Vorliegender Text =>
Nolan & Wakeman - Jabberwocky

 
hmc
Produzent
Avatar
Geschlecht:
Herkunft: NRW
Alter: 68
Homepage: studio.youtube.com…
Beiträge: 16734
Dabei seit: 04 / 2006
Betreff:

Nolan & Wakeman - Jabberwocky

 · 
Gepostet: 09.02.2025 - 11:09 Uhr  ·  #1
Clive Nolan & Oliver Wakeman - Jabberwocky
(1999)



Hinter dem Konzeptalbum "Jabberwocky" stehen die beiden Keyboarder Clive Nolan und Oliver Wakeman. Nolan, der auch für "Arena", "Pendragon" und diverse eigene Soloprojekte (u.a. "Shadowland") spielt, und Wakeman, Sohn von "Yes"-Keyboarder Rick Wakeman, präsentieren hierbei ein Konzeptalbum, das auf ein altes Gedicht von "Alice in Wunderland" Autor Lewis Carroll basiert (es gab auch mal einen Nonsensfilm zu diesem Thema mit einigen Darstellern aus der Monthy Pythons Riege).

Neben den beiden Initiatoren des Albums gibt es auch eine illustre Riege an Gastmusikern.

Allen voran Ex-Yes Gitarrist Peter Banks, der auf den ersten beiden Alben der Gruppe vor Steve Howe die Saiten zupfte. Daneben sind auch noch Pendragon-Bassist Pete Gee, die neue Landmarqsängerin Tracy Hitchings und neben einigen anderen Beteiligten auch noch der Thresholdgitarrist Jon Jeary, sowie als kleines Bonbon Rick Wakeman als Erzähler dabei.

[Ein Datenblock]
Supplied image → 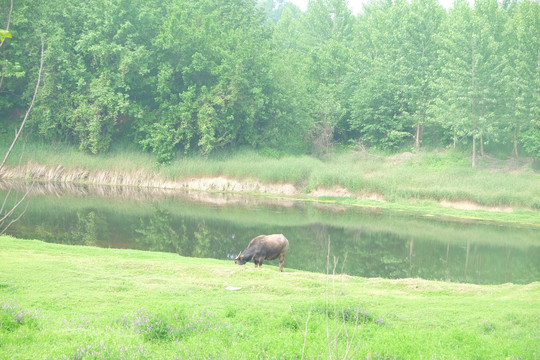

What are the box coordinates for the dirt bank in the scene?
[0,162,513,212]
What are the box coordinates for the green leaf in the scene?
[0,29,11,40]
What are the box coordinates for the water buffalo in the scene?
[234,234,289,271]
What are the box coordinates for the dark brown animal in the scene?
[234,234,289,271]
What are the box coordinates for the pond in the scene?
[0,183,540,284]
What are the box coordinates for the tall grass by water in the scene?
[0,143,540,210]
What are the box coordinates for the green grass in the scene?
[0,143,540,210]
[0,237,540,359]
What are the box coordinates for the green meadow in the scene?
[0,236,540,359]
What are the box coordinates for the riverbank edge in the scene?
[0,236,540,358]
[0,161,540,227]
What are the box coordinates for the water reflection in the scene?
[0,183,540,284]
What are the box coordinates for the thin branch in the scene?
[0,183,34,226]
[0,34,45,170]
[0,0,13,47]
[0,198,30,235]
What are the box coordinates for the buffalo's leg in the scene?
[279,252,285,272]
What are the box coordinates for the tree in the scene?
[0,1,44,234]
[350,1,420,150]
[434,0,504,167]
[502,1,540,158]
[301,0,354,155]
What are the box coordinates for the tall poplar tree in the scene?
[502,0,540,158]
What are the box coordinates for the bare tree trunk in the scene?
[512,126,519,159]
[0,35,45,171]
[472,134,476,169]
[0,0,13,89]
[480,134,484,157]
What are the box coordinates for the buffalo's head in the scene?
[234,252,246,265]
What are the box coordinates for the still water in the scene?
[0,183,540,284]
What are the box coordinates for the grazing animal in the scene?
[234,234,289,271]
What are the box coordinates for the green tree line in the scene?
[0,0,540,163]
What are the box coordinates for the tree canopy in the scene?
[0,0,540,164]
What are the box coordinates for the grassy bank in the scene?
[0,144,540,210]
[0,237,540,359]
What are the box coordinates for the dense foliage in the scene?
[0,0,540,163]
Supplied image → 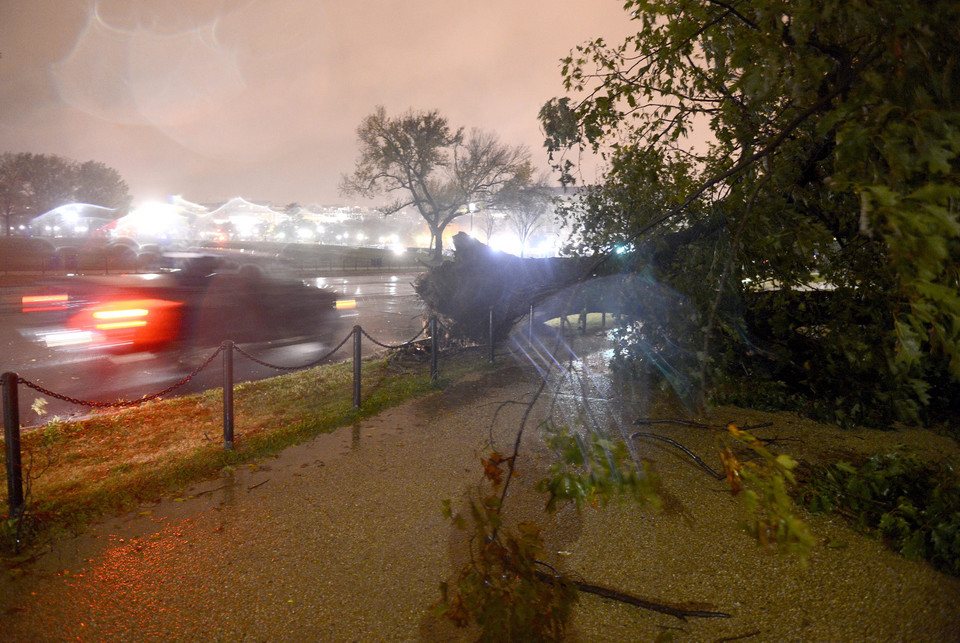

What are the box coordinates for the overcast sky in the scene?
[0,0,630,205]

* * *

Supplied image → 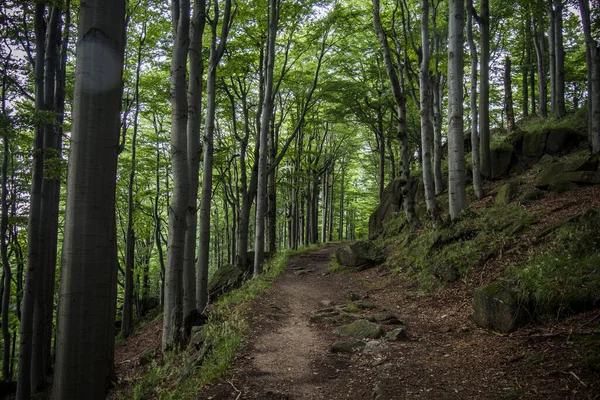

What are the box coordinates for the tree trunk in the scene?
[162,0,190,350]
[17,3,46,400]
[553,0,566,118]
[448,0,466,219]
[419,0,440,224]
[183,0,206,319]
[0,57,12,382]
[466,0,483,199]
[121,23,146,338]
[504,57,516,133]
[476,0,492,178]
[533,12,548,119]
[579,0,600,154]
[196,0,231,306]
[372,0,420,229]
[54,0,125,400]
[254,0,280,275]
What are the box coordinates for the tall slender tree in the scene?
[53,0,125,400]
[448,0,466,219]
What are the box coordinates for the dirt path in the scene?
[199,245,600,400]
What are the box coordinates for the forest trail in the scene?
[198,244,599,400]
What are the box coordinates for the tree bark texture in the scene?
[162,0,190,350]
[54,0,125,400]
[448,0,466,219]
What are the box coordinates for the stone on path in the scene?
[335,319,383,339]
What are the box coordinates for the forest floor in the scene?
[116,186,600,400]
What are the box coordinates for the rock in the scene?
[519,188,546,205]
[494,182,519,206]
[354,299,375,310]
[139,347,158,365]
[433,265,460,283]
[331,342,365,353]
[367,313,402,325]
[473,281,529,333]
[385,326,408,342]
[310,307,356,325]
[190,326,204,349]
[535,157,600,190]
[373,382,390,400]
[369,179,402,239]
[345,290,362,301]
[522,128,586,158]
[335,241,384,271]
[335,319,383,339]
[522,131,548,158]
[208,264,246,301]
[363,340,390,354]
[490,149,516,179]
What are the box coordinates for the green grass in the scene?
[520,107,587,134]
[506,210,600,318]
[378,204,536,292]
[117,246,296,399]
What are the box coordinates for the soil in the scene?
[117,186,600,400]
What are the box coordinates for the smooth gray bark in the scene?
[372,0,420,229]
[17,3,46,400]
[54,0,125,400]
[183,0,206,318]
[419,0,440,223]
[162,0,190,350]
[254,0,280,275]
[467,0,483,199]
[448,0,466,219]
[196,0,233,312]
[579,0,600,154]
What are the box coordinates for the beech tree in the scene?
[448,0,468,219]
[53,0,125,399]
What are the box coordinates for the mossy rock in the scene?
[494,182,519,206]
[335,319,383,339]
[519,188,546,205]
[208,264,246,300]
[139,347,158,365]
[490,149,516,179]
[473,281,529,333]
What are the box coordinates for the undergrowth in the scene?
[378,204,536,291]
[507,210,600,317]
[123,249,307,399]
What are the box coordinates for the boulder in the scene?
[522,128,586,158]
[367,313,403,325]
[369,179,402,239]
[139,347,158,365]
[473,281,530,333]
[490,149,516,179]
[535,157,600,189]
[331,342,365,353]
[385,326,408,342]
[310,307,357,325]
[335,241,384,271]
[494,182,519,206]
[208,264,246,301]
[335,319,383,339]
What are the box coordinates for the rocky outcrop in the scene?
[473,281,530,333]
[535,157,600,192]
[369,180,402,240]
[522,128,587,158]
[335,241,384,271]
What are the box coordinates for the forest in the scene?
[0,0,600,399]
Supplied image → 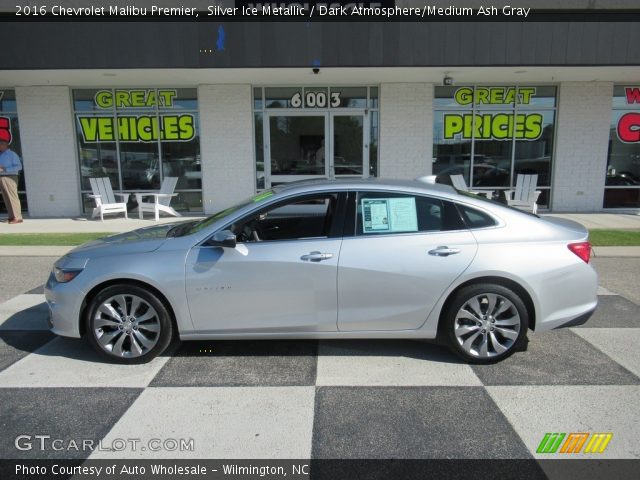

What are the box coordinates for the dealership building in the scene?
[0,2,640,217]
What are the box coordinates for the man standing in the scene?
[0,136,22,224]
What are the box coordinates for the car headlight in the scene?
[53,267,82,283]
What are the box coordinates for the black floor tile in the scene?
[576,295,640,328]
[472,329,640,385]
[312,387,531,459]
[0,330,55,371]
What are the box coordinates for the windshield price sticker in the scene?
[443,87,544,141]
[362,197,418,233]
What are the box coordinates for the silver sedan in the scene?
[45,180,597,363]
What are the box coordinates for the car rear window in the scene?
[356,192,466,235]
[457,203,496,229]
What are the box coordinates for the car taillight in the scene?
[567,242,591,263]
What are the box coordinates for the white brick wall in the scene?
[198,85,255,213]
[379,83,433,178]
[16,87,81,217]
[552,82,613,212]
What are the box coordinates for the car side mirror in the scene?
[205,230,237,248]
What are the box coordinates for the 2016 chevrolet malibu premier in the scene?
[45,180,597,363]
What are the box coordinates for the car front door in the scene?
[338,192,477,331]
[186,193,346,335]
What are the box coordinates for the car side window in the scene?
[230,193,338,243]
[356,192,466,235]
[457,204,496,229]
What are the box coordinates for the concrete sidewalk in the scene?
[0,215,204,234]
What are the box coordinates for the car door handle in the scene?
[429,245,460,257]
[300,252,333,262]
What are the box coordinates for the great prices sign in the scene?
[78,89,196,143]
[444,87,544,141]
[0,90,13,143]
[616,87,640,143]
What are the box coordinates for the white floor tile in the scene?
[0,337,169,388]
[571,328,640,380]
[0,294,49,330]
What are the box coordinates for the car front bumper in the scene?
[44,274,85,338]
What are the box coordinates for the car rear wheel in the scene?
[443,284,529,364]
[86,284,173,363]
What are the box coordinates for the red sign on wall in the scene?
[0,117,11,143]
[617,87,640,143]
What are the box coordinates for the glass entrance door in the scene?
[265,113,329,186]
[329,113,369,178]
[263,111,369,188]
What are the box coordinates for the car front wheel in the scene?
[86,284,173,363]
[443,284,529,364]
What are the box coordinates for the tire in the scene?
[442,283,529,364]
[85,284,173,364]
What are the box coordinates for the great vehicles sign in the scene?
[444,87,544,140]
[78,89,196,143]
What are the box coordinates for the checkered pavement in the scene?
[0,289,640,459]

--

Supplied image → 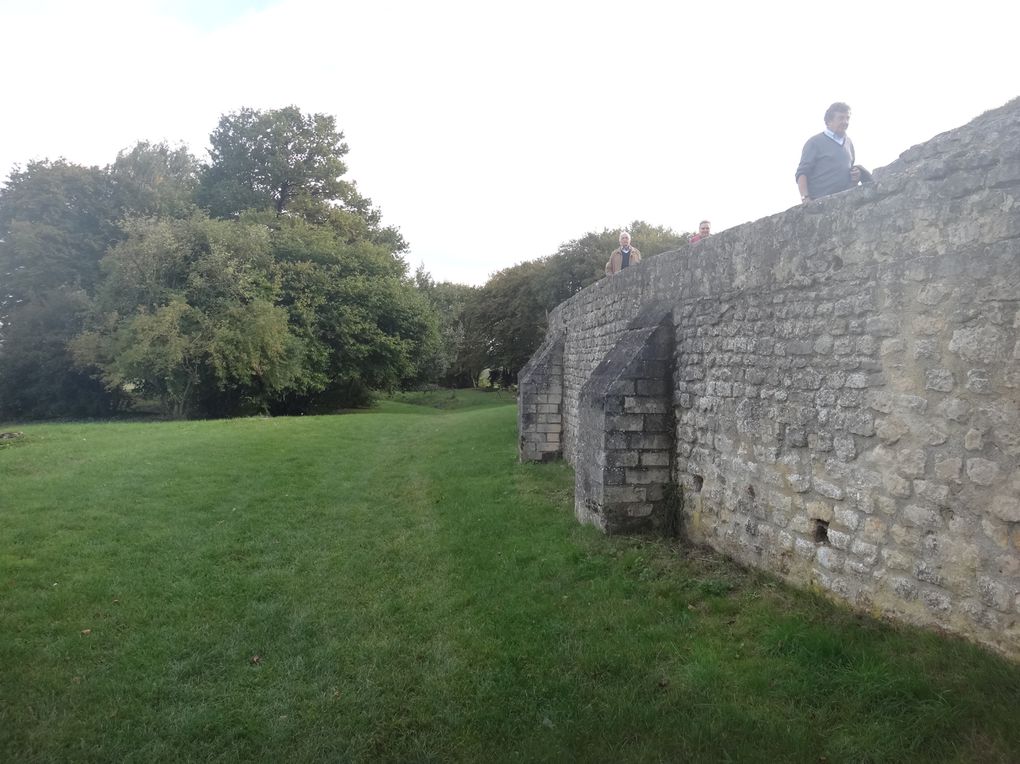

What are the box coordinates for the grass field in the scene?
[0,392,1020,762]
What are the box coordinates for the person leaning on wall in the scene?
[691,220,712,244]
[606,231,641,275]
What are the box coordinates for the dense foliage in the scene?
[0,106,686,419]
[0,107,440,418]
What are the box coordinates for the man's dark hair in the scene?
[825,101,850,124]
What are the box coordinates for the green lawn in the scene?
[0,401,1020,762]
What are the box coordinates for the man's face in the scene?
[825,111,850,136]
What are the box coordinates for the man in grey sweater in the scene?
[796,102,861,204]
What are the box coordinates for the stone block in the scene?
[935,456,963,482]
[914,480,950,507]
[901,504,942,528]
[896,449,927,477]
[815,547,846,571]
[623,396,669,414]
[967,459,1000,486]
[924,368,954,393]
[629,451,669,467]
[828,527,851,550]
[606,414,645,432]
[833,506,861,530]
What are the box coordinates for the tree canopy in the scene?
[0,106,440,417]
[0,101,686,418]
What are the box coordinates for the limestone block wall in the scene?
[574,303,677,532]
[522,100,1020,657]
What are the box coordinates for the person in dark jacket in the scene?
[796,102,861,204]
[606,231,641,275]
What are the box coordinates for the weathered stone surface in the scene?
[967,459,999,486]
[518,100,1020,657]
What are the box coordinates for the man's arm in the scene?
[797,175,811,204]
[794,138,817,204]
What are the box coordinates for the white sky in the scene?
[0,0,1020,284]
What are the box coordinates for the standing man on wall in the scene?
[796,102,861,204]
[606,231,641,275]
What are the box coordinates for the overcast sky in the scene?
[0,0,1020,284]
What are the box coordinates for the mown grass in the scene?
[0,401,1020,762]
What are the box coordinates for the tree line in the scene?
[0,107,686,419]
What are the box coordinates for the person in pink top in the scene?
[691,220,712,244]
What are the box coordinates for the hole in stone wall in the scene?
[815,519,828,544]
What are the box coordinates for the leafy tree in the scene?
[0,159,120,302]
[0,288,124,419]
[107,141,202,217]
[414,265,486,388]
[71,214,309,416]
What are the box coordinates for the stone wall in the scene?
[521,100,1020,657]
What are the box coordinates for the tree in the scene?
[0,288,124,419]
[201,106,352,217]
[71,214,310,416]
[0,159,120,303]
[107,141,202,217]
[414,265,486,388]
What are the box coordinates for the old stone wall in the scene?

Aufgabe A => Wer ist laut dem Text über das Album „Jabberwocky“ als Erzähler dabei?
Aufgabe B => Bitte kopiere aus dem Text über das Album „Jabberwocky“ wortgetreu den Abschnitt zwischen „Neben den beiden“ und „als Erzähler dabei.“, beide einschließlich.
Die Einträge werden nicht benötigt.

Antwort A => Rick Wakeman

Antwort B =>
Neben den beiden Initiatoren des Albums gibt es auch eine illustre Riege an Gastmusikern.

Allen voran Ex-Yes Gitarrist Peter Banks, der auf den ersten beiden Alben der Gruppe vor Steve Howe die Saiten zupfte. Daneben sind auch noch Pendragon-Bassist Pete Gee, die neue Landmarqsängerin Tracy Hitchings und neben einigen anderen Beteiligten auch noch der Thresholdgitarrist Jon Jeary, sowie als kleines Bonbon Rick Wakeman als Erzähler dabei.